### 提示文
=======
働き方改革を後押しする助成金その1 ~罰則付き時間外労働の上限規制導入に備え、今から36協定の上限時間を見直しませんか?~

働き方改革


き方改革を後押しする助成金その1

~罰則付き時間外労働の上限規制導入に備え、今から36協定の上限時間を見直しませんか?~

平成29年度には職場意識改善助成金という名前で活用されていた助成金に対し予算が拡充され、平成30年度「時間外労働等改善助成金」として以下の5つの助成金が整備されました。

 

・時間外労働等改善助成金(時間外労働上限設定コース)

・時間外労働等改善助成金(勤務間インターバル導入コース)

・時間外労働等改善助成金(職場意識改善コース)

・時間外労働等改善助成金(テレワークコース)

・時間外労働等改善助成金(団体推進コース)
=======
### 表示データ
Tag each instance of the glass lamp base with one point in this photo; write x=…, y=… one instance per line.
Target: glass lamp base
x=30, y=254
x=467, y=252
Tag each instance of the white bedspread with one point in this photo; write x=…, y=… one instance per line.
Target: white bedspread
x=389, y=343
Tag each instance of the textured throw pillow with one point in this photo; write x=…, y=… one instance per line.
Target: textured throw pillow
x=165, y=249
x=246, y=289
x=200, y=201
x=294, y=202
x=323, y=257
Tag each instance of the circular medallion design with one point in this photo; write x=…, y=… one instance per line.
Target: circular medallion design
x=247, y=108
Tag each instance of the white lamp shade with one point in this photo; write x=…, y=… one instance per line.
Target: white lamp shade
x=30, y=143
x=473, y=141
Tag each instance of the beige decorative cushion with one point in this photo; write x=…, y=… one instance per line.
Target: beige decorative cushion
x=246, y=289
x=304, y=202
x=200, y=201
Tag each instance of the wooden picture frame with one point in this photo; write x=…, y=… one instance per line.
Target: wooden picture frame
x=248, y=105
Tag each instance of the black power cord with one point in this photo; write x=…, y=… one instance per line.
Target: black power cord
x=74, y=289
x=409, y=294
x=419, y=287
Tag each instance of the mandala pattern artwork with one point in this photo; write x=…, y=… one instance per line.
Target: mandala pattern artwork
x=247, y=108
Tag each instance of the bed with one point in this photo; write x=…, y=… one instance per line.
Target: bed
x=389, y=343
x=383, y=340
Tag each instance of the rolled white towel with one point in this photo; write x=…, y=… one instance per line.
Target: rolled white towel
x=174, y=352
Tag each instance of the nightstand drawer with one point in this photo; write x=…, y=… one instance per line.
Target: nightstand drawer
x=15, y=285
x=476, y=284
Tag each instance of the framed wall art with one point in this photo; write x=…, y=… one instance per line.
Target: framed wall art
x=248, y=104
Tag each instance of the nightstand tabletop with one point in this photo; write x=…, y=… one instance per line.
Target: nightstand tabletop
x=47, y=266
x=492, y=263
=======
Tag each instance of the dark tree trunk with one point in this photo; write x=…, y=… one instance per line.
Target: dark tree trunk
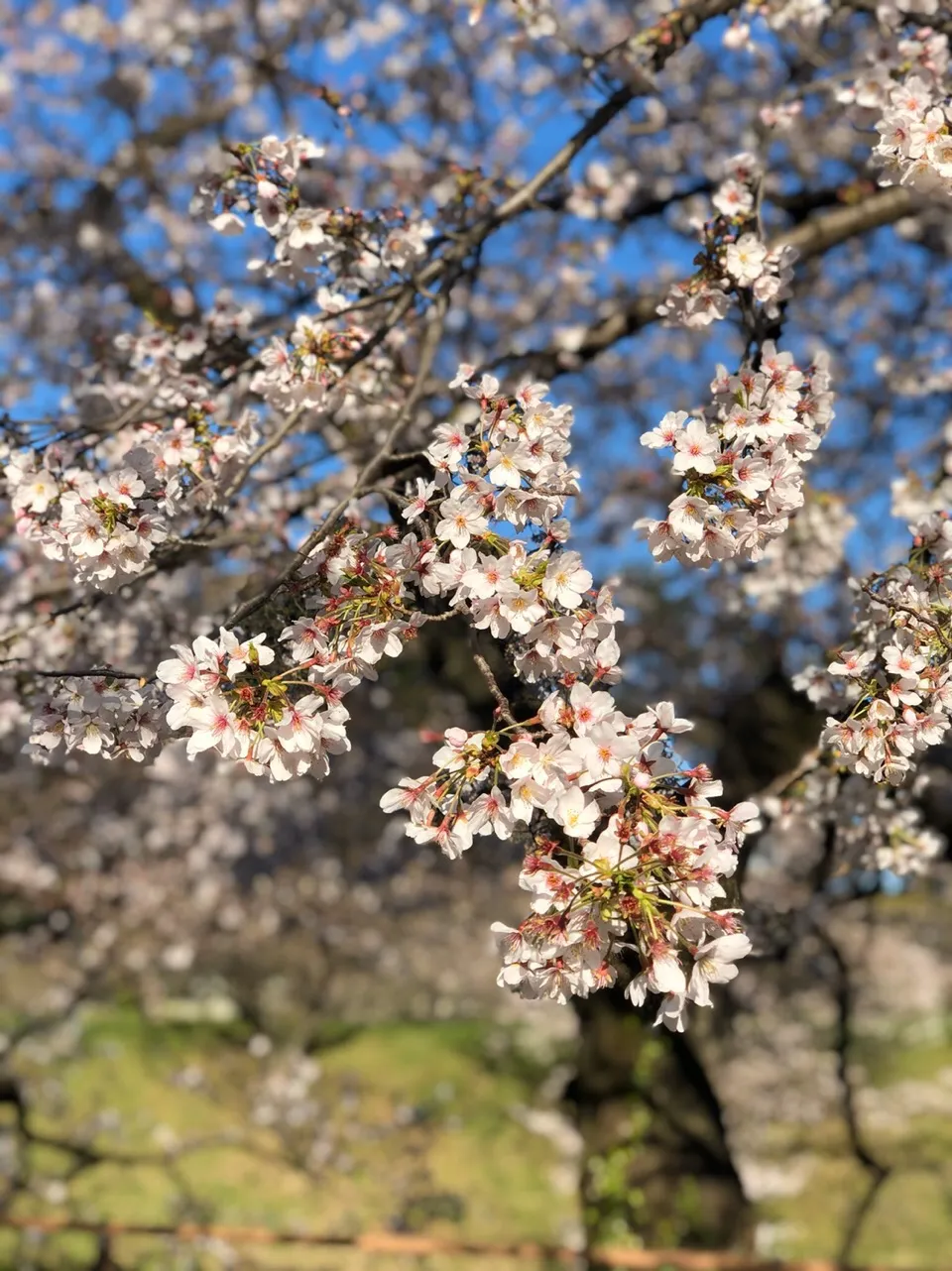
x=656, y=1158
=======
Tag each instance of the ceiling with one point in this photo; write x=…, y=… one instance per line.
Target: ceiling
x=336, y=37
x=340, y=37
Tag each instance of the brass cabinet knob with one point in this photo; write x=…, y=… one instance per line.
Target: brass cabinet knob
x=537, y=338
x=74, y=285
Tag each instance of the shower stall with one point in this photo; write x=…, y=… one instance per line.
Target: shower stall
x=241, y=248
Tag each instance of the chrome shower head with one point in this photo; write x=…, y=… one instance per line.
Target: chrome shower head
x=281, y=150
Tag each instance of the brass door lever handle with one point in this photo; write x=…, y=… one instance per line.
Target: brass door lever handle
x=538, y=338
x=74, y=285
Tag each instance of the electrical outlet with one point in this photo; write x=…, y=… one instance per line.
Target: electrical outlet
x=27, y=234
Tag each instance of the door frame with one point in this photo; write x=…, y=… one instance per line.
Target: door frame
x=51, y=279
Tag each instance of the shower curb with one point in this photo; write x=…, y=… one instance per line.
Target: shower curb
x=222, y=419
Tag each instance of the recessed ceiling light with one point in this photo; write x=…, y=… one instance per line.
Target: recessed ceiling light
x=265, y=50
=======
### 取り組む課題
a) 助成金の文章のうち、「働き方改革を後押しする助成金」から「つの助成金が整備されました。」までをそのまま書き写しなさい。
b) 時間外労働等改善助成金を紹介する文章の続きを、最後の文の後から書きなさい。

### 解答一覧
a)
働き方改革を後押しする助成金その1 ~罰則付き時間外労働の上限規制導入に備え、今から36協定の上限時間を見直しませんか?~

働き方改革


き方改革を後押しする助成金その1

~罰則付き時間外労働の上限規制導入に備え、今から36協定の上限時間を見直しませんか?~

平成29年度には職場意識改善助成金という名前で活用されていた助成金に対し予算が拡充され、平成30年度「時間外労働等改善助成金」として以下の5つの助成金が整備されました。

b)
これらは、中小企業・小規模事業者が時間外労働の上限規制等に円滑に対応するため、生産性を高めながら労働時間の短縮等に取り組む事業主に対して助成するものであり、中小企業における労働時間の設定の改善の促進を目的とした助成金です。

働き方改革関連法案が成立すれば、中小企業でも2020年4月より時間外労働の上限規制が始まる予定です。これらの助成金を上手に活用して、働き方改革を進められてはいかがでしょうか。

今回は、これらの助成金のうち「時間外労働上限設定コース」を取り上げてその概要をご紹介します。

 時間外労働等改善助成金(時間外労働上限設定コース)

このコースは、長時間労働の見直しのため、働く時間の短縮に取組む中小企業事業主を支援するものです。

取組みの実施にかかった費用の一部を支給するものですので、実際の取組みについて経費がかかっていることが前提となります。

<対象事業主>

平成28年度または平成29年度において「労働基準法第36条第1項の協定で定める労働時間の延長の限度等に関する基準」に規定する限度時間(つまり、1か月45時間・年360時間等)を超える内容の時間外・休日労働に関する協定を締結している事業場がある中小企業事業主で、当該時間外労働および休日労働を複数月行った労働者(単月に複数名行った場合も可)がいること。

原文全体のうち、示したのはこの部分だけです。